→ **ASSIGNED TASK**
Repeat the full listing that follows, word for word.

→ **DATA TO EXAMINE**
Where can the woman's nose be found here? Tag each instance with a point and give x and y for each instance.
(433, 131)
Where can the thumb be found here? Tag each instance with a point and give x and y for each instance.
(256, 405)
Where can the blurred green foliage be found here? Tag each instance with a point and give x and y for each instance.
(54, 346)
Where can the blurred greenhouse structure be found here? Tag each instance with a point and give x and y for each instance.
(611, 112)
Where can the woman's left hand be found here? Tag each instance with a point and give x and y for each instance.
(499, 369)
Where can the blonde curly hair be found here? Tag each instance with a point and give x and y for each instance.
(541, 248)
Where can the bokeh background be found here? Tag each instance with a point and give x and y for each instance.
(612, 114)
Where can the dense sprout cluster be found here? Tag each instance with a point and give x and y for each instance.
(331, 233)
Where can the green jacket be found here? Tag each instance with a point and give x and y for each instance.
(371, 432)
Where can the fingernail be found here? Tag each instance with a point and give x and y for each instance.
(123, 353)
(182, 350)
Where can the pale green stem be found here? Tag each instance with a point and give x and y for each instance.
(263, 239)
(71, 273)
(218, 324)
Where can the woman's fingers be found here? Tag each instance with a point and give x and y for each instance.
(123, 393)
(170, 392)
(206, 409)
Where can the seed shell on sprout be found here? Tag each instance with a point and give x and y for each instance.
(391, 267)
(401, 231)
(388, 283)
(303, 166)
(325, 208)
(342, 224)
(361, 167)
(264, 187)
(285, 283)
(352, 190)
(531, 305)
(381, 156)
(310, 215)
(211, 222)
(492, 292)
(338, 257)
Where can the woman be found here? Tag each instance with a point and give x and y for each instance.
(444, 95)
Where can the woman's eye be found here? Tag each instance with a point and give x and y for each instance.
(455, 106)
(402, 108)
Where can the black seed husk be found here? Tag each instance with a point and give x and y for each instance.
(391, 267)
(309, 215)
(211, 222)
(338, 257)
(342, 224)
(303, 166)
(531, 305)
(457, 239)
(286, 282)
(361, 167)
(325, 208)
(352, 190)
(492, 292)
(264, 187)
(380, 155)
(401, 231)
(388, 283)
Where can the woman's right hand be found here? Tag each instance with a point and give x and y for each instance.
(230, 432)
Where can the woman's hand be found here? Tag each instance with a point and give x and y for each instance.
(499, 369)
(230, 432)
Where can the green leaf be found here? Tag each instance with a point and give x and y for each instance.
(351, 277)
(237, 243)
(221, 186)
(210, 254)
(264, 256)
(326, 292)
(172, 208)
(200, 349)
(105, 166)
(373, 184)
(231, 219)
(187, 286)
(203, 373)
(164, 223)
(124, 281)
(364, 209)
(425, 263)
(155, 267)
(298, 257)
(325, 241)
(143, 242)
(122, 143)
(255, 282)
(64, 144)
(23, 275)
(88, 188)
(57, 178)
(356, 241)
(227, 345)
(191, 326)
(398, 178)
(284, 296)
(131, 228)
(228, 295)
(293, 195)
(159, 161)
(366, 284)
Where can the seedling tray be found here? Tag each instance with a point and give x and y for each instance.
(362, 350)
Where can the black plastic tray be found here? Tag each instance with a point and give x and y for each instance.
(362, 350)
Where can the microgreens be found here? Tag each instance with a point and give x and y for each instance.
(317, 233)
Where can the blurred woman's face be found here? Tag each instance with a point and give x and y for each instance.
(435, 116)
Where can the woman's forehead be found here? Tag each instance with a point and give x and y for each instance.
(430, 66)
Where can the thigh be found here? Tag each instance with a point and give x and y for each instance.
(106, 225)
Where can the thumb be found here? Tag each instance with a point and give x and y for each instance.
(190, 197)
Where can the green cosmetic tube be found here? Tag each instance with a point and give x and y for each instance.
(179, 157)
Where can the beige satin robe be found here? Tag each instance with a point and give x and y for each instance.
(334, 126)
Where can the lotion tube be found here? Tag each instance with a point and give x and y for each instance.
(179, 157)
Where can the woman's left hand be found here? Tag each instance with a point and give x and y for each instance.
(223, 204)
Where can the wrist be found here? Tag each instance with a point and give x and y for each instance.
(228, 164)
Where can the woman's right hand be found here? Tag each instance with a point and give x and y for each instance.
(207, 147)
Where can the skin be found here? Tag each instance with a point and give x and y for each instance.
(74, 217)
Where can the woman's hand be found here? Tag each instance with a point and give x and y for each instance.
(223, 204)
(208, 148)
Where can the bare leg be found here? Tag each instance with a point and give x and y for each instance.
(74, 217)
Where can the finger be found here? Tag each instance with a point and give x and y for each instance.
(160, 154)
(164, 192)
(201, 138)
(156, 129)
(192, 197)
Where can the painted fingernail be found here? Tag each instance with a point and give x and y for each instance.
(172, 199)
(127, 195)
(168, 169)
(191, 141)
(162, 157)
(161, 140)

→ **SOLUTION TO THIS TASK**
Where can the woman's nose be found here? Tag each instance with a point and give x and y for each instance.
(433, 131)
Where can the thumb be found here? Tag each instance with a point and give x and y for each instance.
(256, 405)
Where can the blurred green foliage be found here? Tag each instance with a point and give x and y for each instance.
(54, 346)
Where can the blurred greenhouse structure be found here? Tag each instance with a point and give x and y for each instance.
(611, 112)
Where can the woman's left hand be found here? Tag each instance with a point and give x and y for each instance.
(499, 369)
Where can the blonde curly hair be found here? Tag each instance with a point and give x and y for each instance.
(541, 248)
Where can the bokeh background be found here? Tag each instance with a point and give x and y for each instance.
(612, 114)
Where can the dense sprout cluster be found here? Tag each instance with a point and give x and y for each instance.
(331, 233)
Where can the green jacket be found here? Tag each instance with a point and give x and y for each instance.
(371, 432)
Where can the fingernail be found here? Tag each instance with a point and give x and y for each instance.
(123, 353)
(182, 350)
Where can the pale green stem be found here? Tag each instance with a point and give x and y for each instance.
(263, 239)
(71, 273)
(218, 324)
Where can the woman's fingers be found here? Tag each instance with a point and give x and y for each instance.
(123, 393)
(170, 392)
(206, 409)
Where can the seed shell on sprout be found here? Tag each instance with a point and give x and y for each instance.
(391, 267)
(401, 231)
(388, 283)
(303, 166)
(325, 208)
(342, 224)
(361, 167)
(264, 187)
(285, 283)
(352, 190)
(531, 305)
(381, 156)
(310, 215)
(211, 222)
(492, 292)
(338, 257)
Where can the woman be found here? Tag each instance with a point and give x and y for each instance.
(444, 95)
Where can the woman's eye be found here? Tag each instance with a point and give x and y for each instance.
(455, 106)
(402, 108)
Where can the black seed husk be found here? Tag each instance with a point and give x and y for each instance.
(391, 267)
(309, 215)
(211, 222)
(338, 257)
(342, 224)
(303, 166)
(531, 305)
(457, 239)
(286, 282)
(361, 167)
(325, 208)
(352, 190)
(492, 292)
(264, 187)
(380, 155)
(401, 231)
(388, 283)
Where can the woman's right hand be found here? Tag each instance with a point and give x and y for each instance.
(230, 432)
Where can the woman's hand be found here? Tag each instance with a point and give x and y for each instance.
(499, 369)
(230, 432)
Where can the green leaf be found here? Tag each instance with a point and give x and y for each instance.
(351, 277)
(237, 243)
(221, 186)
(210, 254)
(264, 256)
(326, 292)
(172, 208)
(200, 349)
(105, 166)
(373, 184)
(231, 219)
(187, 286)
(203, 373)
(164, 223)
(124, 281)
(364, 209)
(425, 263)
(155, 267)
(298, 257)
(325, 241)
(143, 242)
(122, 143)
(255, 282)
(64, 144)
(23, 275)
(88, 188)
(57, 178)
(356, 241)
(227, 345)
(191, 326)
(398, 178)
(284, 296)
(131, 228)
(228, 295)
(293, 195)
(159, 161)
(366, 284)
Where can the seedling tray be found here? Tag each instance with a point and give x and y for each instance.
(362, 350)
Where can the black plastic tray be found here? Tag each instance with a point and give x and y for each instance.
(362, 350)
Where can the microgreens be found here? Tag each instance with a point and give x and y for each instance.
(317, 233)
Where can the blurred woman's face be found here? Tag each instance with a point and give x and y for each instance.
(435, 116)
Where can the woman's forehead be found here? Tag each instance with a point and give x and y for each instance.
(430, 66)
Where can the thigh be found here? Tag each instance with a point and give x and y for each instance.
(106, 225)
Where can the thumb be found here? Tag each instance with a point and give x and y for each instance.
(190, 197)
Where can the green cosmetic tube be found here? Tag each instance with a point and give x and y for each instance.
(179, 157)
Where can the beige satin robe be found here? Tag each instance with a point and give x and y for each instance.
(334, 126)
Where can the lotion tube be found here? Tag each instance with a point and give x and y for each instance.
(179, 157)
Where can the woman's left hand be found here? Tag each instance with a point and give x and y for each instance.
(223, 204)
Where can the wrist be found here? Tag each instance with a point and give x and y for each instance.
(228, 164)
Where can the woman's right hand be found here? Tag each instance with a point and give x and y for each instance.
(207, 147)
Where can the skin be found here? Tag each instance with a point and give x and y for each instance.
(74, 217)
Where can the woman's hand be found here? Tag each instance with a point and give x and y for each instance.
(223, 204)
(208, 148)
Where can the bare leg be found here? Tag each instance with a point and give x and y for each instance.
(74, 217)
Where can the finger be found here? Tag each instance with a point and give x and y for each instance.
(160, 154)
(164, 192)
(201, 138)
(156, 129)
(192, 197)
Where can the painted fingernail be found here? Tag each instance with a point and give x and y for each instance.
(172, 199)
(127, 195)
(168, 169)
(191, 141)
(162, 157)
(161, 140)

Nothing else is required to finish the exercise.